My name is Fanisi Temitope Babatunde and I am a 35-year old Nigerian from the North Central Geopolitical Zone, one of the two most disadvantaged and deprived Geo-political zones in Nigeria.
I write because it is my prayer and wish that the leaders of my nation and my political party the APC listens to the pulse of Equity and Justice and start taking steps long before 2023 to correct historical inequalities that do nothing but gnaw away at the pillars of our national unity.
One thing has become pretty obvious in the wake of various agitations across Nigeria by the youth – the younger generation wants to see one of themselves elected President in 2023.
This is a laudable objective, and the logical sequel to the ‘Not Too Young To Run’ Act and #EndSARS protests. It is also an idea whose time has come. Not only that but it has every chance of success if handled with the seriousness and political savvy it deserves. On the other hand, a haphazard approach will simply reduce it to child’s play and produce the same results as in the past – the youths will be outsmarted by wily old politicians and in 2023 Nigeria will end up with another septuagenarian to nonagenarian in power. I pray not and dare to say God forbid.
For one, all that nonsense about trying to elevate to presidential material one fast-talking, social media influencer who does not know the way to his own village, much less the path to the hearts of the masses across Nigeria, should just end with 2020. She or he won’t even get one vote at the Primaries of any self-respecting political party, and good luck trying to patch together one moribund political platform at the last minute and trying to take it national. You won’t even satisfy the basic INEC requirements on national spread.

▶ **Stated task a**
Which political party, law, protest movement, and electoral body does the essay on youth and Nigeria's 2023 election name?

▶ **Input material**
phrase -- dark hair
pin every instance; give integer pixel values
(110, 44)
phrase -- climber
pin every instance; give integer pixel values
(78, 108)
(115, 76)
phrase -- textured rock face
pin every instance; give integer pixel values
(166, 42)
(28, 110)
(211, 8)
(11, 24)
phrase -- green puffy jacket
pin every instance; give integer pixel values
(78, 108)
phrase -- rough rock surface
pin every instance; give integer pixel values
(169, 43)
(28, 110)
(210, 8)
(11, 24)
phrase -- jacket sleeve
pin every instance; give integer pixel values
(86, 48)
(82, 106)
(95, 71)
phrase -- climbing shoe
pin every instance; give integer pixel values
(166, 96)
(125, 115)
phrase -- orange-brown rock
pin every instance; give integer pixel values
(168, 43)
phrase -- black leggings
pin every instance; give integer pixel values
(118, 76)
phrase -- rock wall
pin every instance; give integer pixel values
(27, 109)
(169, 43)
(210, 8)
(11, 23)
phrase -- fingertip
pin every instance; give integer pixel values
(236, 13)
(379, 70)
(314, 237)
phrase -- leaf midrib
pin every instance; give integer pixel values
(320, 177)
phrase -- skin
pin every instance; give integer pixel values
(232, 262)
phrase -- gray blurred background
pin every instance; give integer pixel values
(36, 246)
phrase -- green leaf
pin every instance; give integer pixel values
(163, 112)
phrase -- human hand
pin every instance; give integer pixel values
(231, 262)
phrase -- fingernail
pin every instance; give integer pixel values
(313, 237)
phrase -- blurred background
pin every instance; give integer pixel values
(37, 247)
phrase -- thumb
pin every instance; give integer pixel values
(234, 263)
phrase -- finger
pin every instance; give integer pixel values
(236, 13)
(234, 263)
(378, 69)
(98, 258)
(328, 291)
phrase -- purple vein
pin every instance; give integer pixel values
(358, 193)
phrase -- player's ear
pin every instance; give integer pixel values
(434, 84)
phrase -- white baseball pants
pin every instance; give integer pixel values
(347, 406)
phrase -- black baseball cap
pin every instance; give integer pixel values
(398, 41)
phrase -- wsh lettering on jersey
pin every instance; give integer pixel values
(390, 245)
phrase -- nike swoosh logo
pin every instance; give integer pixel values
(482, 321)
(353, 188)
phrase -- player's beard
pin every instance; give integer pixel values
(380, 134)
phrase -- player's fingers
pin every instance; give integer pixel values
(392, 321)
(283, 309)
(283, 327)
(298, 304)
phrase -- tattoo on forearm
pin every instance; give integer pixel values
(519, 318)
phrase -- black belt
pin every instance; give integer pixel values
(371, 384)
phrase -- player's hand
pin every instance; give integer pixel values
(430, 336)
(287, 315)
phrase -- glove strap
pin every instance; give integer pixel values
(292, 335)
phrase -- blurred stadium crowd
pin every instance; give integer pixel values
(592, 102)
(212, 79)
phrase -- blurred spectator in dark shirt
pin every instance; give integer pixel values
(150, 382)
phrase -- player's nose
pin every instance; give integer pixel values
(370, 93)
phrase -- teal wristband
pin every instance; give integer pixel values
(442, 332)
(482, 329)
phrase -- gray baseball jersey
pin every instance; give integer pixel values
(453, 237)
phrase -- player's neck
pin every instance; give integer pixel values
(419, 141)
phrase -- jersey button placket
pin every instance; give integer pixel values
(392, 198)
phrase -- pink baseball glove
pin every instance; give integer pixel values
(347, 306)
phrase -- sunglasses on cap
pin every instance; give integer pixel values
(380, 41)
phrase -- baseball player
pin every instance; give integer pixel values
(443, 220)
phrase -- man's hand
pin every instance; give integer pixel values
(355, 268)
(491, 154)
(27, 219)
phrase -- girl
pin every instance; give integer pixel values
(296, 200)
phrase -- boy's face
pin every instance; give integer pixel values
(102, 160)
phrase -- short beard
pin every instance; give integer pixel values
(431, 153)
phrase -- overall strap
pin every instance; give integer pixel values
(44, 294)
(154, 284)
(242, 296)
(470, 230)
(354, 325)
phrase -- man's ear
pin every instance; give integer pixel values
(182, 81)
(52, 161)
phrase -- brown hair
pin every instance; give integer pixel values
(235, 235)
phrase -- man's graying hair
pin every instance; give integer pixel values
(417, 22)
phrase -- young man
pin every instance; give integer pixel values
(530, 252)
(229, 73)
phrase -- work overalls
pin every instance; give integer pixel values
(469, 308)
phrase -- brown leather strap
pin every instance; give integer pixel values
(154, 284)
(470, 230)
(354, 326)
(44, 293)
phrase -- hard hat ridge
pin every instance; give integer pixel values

▶ **Stated task b**
Can you give the rows from the line with "phrase -- young man" to the end of the rows as a JSON list of strings, one string per line, leaving out blank lines?

▶ **Task solution a**
- APC (the political party)
- The 'Not Too Young To Run' Act (the law)
- #EndSARS (the protests)
- INEC (the electoral body)

▶ **Task solution b**
[
  "phrase -- young man",
  "pin every instance; give integer pixel values",
  "(530, 252)",
  "(229, 73)",
  "phrase -- work overalls",
  "pin every instance; give integer pixel values",
  "(469, 308)",
  "phrase -- brown leather strap",
  "pin every instance; give integer pixel values",
  "(154, 284)",
  "(470, 230)",
  "(354, 326)",
  "(44, 293)",
  "phrase -- hard hat ridge",
  "pin every instance; give integer pixel values"
]